Photo-based referring expression data
++++

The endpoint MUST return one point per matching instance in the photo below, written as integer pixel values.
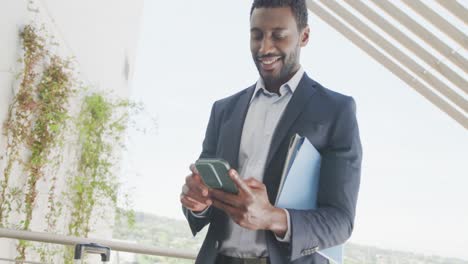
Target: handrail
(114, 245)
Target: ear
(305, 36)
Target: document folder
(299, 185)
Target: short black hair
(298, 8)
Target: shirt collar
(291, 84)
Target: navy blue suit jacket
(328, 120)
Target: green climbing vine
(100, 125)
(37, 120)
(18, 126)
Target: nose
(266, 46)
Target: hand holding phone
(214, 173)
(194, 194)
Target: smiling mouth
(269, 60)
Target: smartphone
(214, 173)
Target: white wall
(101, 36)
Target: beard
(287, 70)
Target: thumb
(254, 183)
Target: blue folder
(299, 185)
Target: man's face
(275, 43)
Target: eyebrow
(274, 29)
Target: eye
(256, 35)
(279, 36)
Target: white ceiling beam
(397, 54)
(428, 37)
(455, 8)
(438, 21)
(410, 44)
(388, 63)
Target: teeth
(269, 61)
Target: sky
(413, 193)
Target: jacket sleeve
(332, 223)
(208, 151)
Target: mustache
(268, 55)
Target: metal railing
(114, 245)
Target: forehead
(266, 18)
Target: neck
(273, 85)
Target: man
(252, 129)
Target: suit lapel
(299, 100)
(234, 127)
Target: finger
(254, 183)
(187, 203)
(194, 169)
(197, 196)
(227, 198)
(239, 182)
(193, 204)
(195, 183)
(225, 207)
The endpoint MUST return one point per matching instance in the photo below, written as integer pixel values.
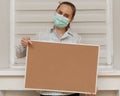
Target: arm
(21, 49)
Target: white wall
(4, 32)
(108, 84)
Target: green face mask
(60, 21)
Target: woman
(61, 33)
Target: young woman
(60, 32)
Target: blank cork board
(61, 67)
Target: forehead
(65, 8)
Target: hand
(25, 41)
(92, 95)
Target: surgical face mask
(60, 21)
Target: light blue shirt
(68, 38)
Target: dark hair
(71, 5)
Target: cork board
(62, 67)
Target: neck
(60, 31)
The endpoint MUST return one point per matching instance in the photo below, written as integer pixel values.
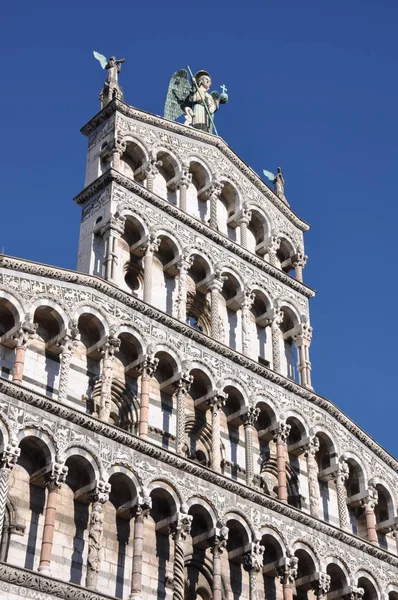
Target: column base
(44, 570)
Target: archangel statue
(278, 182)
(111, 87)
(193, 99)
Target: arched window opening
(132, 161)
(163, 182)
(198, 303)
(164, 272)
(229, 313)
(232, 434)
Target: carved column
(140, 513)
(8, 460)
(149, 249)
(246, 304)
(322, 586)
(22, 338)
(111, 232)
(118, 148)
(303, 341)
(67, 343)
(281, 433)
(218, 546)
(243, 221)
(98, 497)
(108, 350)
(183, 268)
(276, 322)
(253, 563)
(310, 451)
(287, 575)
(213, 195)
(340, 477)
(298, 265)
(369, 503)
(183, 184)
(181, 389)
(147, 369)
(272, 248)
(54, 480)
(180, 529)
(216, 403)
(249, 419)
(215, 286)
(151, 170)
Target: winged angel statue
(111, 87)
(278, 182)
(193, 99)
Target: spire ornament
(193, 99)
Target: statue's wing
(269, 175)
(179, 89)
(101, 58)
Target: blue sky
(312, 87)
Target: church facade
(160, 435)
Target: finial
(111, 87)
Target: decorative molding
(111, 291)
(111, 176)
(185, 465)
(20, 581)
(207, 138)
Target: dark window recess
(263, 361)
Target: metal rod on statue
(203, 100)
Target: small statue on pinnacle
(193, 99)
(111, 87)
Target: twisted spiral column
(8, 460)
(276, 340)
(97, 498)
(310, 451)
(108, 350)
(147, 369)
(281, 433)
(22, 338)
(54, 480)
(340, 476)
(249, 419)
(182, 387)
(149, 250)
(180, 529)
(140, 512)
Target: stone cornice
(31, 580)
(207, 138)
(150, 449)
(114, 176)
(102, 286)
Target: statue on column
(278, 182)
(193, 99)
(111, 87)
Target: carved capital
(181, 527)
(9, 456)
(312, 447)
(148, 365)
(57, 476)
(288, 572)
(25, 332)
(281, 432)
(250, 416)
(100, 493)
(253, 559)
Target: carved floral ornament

++++

Problem requirements
Copy every record exactly, but skip the pictures.

Response
The endpoint MUST return one point per matching instance in the photo below, written as integer pixel values.
Target: handrail
(114, 245)
Target: ear
(305, 36)
Target: document folder
(299, 185)
Target: short black hair
(298, 8)
Target: shirt collar
(291, 84)
Target: navy blue suit jacket
(328, 120)
Target: green climbing vine
(100, 125)
(37, 120)
(18, 126)
Target: nose
(266, 46)
Target: hand holding phone
(214, 173)
(194, 194)
Target: smiling mouth
(269, 60)
Target: smartphone
(214, 173)
Target: white wall
(101, 36)
Target: beard
(287, 70)
Target: thumb
(254, 183)
Target: blue folder
(299, 185)
Target: man's face
(275, 43)
Target: eyebrow
(274, 29)
Target: eye
(256, 35)
(279, 36)
Target: white ceiling beam
(397, 54)
(428, 37)
(455, 8)
(438, 21)
(410, 44)
(388, 63)
Target: teeth
(269, 61)
Target: sky
(413, 193)
Target: jacket sleeve
(332, 223)
(208, 151)
Target: mustache
(268, 55)
Target: metal railing
(114, 245)
Target: forehead
(266, 18)
Target: neck
(273, 85)
Target: man
(252, 129)
Target: suit lapel
(299, 100)
(234, 127)
Target: finger
(254, 183)
(187, 203)
(194, 169)
(197, 196)
(227, 198)
(239, 182)
(193, 204)
(195, 183)
(225, 207)
The endpoint MUST return one point per matching instance in the photo below, written as integer pixel values.
Target: arm
(21, 49)
Target: white wall
(4, 32)
(108, 84)
Target: green face mask
(60, 21)
Target: woman
(61, 33)
Target: young woman
(60, 32)
Target: blank cork board
(61, 67)
Target: forehead
(65, 8)
Target: hand
(25, 41)
(92, 95)
Target: surgical face mask
(60, 21)
Target: light blue shirt
(68, 38)
Target: dark hair
(71, 5)
Target: cork board
(62, 67)
Target: neck
(60, 31)
The endpoint MUST return one point per matching instance in the photo below, written as integer pixel values.
Target: column base
(44, 570)
Target: archangel statue
(278, 182)
(111, 87)
(193, 99)
Target: arched window opening
(132, 161)
(163, 182)
(198, 303)
(164, 272)
(229, 313)
(232, 434)
Target: carved column
(140, 513)
(8, 460)
(149, 249)
(246, 304)
(322, 586)
(22, 338)
(111, 232)
(118, 148)
(303, 341)
(67, 343)
(281, 433)
(218, 546)
(243, 221)
(98, 497)
(108, 350)
(183, 268)
(276, 322)
(253, 563)
(310, 451)
(287, 575)
(213, 195)
(340, 477)
(298, 265)
(369, 503)
(183, 184)
(181, 389)
(147, 369)
(272, 248)
(54, 480)
(180, 529)
(216, 403)
(249, 419)
(215, 286)
(151, 170)
Target: winged angel statue
(111, 87)
(278, 182)
(193, 99)
Target: spire ornament
(193, 99)
Target: statue's wing
(269, 175)
(179, 89)
(101, 58)
Target: blue sky
(312, 87)
Target: church facade
(160, 435)
Target: finial
(111, 87)
Target: decorative molding
(111, 291)
(111, 176)
(185, 465)
(20, 581)
(207, 138)
Target: dark window recess
(263, 361)
Target: metal rod on statue
(203, 100)
Target: small statue on pinnacle
(193, 99)
(111, 87)
Target: twisted spiral column
(8, 460)
(276, 340)
(97, 498)
(310, 451)
(108, 350)
(147, 369)
(281, 433)
(22, 338)
(54, 480)
(340, 476)
(249, 419)
(182, 387)
(149, 250)
(180, 529)
(140, 512)
Target: stone cornice
(31, 580)
(207, 138)
(150, 449)
(114, 176)
(102, 286)
Target: statue on column
(278, 182)
(193, 99)
(111, 87)
Target: carved capital
(181, 527)
(9, 456)
(312, 447)
(148, 365)
(57, 476)
(288, 572)
(25, 332)
(281, 432)
(250, 416)
(100, 493)
(253, 559)
Target: carved floral ornament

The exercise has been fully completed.